Quote precisely the final stretch of the listing: start at the line containing "For each instance of the fence" and stop after the last line.

==== LISTING ====

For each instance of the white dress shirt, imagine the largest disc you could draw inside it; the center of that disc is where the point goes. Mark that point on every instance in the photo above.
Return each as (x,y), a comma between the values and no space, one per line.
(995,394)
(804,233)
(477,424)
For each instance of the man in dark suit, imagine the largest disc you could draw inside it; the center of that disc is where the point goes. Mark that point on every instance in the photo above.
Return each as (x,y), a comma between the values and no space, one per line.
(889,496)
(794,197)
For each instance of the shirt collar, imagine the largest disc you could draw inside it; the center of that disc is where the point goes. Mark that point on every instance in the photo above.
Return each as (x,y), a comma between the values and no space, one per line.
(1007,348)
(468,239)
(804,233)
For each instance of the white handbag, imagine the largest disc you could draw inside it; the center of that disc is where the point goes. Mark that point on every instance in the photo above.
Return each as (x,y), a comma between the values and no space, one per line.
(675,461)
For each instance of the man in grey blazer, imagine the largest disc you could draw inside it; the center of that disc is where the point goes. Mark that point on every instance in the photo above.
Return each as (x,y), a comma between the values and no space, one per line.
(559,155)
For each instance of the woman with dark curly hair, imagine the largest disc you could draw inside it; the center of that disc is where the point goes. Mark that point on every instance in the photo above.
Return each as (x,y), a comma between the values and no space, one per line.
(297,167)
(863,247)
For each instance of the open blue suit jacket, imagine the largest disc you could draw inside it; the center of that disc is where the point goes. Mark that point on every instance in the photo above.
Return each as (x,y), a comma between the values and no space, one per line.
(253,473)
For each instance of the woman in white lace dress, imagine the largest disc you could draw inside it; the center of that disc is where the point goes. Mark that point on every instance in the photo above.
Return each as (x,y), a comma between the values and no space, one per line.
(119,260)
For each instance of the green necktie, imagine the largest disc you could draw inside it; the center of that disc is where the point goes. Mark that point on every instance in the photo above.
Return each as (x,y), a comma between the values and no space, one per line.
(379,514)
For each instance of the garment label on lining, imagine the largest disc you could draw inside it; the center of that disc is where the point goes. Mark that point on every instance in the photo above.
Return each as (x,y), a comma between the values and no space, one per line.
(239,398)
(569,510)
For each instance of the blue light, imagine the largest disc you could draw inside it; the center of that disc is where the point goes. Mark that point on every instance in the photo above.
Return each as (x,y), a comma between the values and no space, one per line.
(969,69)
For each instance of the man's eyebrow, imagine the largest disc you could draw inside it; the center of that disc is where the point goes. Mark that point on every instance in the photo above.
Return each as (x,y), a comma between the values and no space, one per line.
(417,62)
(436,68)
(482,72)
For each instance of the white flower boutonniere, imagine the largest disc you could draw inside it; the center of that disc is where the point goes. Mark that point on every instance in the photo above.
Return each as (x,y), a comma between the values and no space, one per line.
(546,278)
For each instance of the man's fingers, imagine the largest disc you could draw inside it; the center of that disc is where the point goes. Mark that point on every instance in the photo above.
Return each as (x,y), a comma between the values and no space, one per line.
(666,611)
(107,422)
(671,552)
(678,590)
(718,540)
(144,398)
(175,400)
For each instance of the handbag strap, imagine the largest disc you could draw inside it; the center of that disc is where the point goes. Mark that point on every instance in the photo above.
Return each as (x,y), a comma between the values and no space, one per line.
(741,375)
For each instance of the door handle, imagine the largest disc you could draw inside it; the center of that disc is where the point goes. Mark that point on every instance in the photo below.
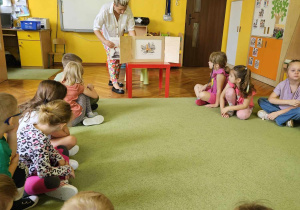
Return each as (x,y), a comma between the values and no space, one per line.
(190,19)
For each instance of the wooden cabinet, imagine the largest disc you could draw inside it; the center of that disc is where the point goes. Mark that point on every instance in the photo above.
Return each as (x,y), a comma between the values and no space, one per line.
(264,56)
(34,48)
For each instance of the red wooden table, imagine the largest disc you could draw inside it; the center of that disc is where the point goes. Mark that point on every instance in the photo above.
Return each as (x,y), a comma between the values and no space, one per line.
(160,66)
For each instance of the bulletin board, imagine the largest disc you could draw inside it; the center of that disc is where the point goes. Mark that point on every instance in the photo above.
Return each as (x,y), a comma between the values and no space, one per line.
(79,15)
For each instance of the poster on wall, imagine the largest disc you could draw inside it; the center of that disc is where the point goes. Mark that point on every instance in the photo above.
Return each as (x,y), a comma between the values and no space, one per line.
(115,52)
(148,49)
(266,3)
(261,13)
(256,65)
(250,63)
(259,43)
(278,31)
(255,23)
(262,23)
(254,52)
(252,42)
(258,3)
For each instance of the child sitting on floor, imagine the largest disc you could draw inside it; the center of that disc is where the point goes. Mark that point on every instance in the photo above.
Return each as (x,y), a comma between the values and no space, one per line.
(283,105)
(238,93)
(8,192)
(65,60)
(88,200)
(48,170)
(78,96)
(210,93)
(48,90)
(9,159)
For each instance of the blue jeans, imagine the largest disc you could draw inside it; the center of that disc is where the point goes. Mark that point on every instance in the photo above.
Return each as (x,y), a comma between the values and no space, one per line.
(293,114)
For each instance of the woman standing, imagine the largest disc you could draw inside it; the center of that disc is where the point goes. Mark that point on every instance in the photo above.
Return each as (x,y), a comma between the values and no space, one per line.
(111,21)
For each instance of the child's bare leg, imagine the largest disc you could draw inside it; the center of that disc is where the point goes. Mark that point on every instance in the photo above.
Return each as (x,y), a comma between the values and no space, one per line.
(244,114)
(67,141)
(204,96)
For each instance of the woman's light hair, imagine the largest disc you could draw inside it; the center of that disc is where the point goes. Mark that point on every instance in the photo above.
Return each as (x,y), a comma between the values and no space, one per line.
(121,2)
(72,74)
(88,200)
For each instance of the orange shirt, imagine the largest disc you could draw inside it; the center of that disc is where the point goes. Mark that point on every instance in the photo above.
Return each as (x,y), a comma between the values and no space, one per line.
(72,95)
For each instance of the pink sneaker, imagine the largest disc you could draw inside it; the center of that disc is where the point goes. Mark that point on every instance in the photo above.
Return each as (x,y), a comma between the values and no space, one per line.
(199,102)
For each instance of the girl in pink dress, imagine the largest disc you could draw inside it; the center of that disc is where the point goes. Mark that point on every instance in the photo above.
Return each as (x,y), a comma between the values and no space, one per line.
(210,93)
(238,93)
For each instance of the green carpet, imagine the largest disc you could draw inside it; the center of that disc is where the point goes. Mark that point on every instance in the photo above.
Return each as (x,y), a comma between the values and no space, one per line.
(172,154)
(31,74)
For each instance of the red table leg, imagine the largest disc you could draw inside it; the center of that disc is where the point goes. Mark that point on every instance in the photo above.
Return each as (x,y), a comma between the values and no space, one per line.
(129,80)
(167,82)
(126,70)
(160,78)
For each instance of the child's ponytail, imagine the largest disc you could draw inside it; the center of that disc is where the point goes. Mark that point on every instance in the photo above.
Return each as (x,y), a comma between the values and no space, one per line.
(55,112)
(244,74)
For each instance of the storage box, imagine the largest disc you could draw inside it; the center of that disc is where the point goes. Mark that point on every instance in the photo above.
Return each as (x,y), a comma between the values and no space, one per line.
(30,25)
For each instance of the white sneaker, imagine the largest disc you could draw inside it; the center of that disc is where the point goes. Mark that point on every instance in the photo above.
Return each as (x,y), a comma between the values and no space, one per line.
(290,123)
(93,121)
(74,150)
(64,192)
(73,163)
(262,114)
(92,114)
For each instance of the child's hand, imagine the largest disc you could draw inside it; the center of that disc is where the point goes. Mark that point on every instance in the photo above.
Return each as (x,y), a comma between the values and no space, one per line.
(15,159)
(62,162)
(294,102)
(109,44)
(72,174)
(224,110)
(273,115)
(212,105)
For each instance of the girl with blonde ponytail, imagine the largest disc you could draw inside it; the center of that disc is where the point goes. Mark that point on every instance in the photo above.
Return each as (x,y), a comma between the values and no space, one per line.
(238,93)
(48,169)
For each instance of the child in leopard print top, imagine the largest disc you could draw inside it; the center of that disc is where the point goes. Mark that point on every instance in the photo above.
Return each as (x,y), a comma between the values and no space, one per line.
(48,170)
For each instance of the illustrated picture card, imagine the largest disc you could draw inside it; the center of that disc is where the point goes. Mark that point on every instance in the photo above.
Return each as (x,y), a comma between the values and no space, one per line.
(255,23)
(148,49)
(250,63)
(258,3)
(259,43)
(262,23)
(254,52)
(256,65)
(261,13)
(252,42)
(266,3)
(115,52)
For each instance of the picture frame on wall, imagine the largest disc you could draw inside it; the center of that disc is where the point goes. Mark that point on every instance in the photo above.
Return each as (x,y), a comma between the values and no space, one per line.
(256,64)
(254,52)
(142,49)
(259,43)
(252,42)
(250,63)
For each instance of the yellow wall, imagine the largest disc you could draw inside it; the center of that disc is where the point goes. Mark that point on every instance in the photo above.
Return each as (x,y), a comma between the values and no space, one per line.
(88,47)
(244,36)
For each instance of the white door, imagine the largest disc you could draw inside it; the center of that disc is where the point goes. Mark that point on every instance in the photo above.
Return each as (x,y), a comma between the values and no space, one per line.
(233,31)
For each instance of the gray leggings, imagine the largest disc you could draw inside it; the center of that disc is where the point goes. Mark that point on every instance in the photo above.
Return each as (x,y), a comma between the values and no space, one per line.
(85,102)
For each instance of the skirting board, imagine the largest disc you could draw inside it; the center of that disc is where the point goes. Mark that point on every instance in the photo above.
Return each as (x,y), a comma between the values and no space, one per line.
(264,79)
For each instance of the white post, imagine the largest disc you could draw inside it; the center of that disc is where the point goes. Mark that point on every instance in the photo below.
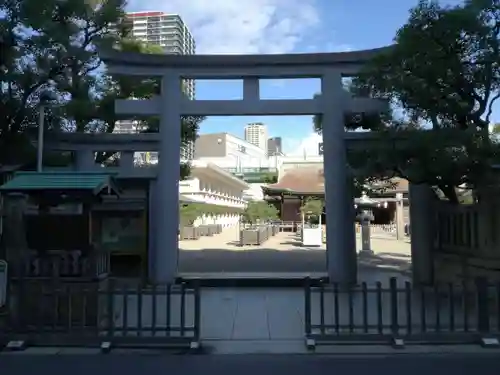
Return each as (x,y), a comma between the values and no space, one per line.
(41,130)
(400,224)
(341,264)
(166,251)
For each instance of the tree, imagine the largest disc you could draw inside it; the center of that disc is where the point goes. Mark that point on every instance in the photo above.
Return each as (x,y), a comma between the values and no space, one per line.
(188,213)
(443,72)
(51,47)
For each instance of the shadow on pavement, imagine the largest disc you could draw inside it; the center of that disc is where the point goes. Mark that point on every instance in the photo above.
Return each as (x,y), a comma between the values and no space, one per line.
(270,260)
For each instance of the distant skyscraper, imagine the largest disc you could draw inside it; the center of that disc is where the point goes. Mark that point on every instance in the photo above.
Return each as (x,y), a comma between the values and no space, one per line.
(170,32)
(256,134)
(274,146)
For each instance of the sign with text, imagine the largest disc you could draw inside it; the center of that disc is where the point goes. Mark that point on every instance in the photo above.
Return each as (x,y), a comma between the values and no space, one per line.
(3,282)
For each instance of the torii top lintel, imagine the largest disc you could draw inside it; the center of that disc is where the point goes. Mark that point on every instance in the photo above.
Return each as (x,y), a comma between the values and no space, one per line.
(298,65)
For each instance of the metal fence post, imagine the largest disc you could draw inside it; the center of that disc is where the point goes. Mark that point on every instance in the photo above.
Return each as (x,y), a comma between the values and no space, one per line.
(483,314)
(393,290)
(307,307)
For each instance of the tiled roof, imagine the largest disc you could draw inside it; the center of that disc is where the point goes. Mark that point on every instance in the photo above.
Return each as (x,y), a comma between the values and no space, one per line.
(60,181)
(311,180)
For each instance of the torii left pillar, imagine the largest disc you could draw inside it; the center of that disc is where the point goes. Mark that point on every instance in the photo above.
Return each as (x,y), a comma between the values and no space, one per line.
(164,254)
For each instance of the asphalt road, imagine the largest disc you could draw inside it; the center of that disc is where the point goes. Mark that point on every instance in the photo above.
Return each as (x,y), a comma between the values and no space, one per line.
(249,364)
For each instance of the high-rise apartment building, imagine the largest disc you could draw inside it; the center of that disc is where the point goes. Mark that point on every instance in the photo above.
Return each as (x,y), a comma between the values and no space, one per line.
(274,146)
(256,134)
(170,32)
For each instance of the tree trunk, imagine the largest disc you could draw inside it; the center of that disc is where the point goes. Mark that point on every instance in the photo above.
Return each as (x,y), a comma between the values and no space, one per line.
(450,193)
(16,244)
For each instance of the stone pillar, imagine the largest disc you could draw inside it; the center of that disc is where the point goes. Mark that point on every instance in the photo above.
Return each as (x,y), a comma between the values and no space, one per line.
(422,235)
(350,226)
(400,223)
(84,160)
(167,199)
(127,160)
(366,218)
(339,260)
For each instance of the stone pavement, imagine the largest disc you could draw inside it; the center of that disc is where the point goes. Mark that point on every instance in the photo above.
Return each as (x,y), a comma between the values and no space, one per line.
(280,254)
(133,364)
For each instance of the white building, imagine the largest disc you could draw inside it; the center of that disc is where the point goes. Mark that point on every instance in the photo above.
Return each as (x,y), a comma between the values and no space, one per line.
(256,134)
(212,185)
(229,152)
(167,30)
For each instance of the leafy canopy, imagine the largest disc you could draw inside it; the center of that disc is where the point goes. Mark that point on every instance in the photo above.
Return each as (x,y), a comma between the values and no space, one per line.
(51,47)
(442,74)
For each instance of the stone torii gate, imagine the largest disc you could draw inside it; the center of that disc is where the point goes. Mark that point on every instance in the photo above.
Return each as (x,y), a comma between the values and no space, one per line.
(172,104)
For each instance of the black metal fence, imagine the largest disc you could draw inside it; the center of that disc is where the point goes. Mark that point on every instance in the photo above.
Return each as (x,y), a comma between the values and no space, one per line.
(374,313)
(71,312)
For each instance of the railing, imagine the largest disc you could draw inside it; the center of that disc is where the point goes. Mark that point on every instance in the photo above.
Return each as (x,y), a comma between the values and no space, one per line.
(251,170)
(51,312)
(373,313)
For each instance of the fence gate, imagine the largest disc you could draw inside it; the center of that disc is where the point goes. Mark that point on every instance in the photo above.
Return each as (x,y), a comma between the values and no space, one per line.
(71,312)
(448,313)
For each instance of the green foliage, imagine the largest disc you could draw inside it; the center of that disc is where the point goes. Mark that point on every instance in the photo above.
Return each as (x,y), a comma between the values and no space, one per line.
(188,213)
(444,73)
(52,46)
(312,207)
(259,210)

====

RESULT OF THE TASK>
For each instance of the fence gate, imagine the largest disc you could draw inside it; the center of that disc is where the point goes. Mark that point on every instance in the photo above.
Return each as (x,y), a comma between the values and no space, one per line.
(71,312)
(448,313)
For each instance of the green foliage, imagine the largest disc you could draw inside it; the center of that disc is where the point goes. Mark that point on every instance in the photo above.
Return each as (x,y), a comma between the values and no space, one per line.
(188,213)
(444,73)
(52,46)
(312,207)
(259,210)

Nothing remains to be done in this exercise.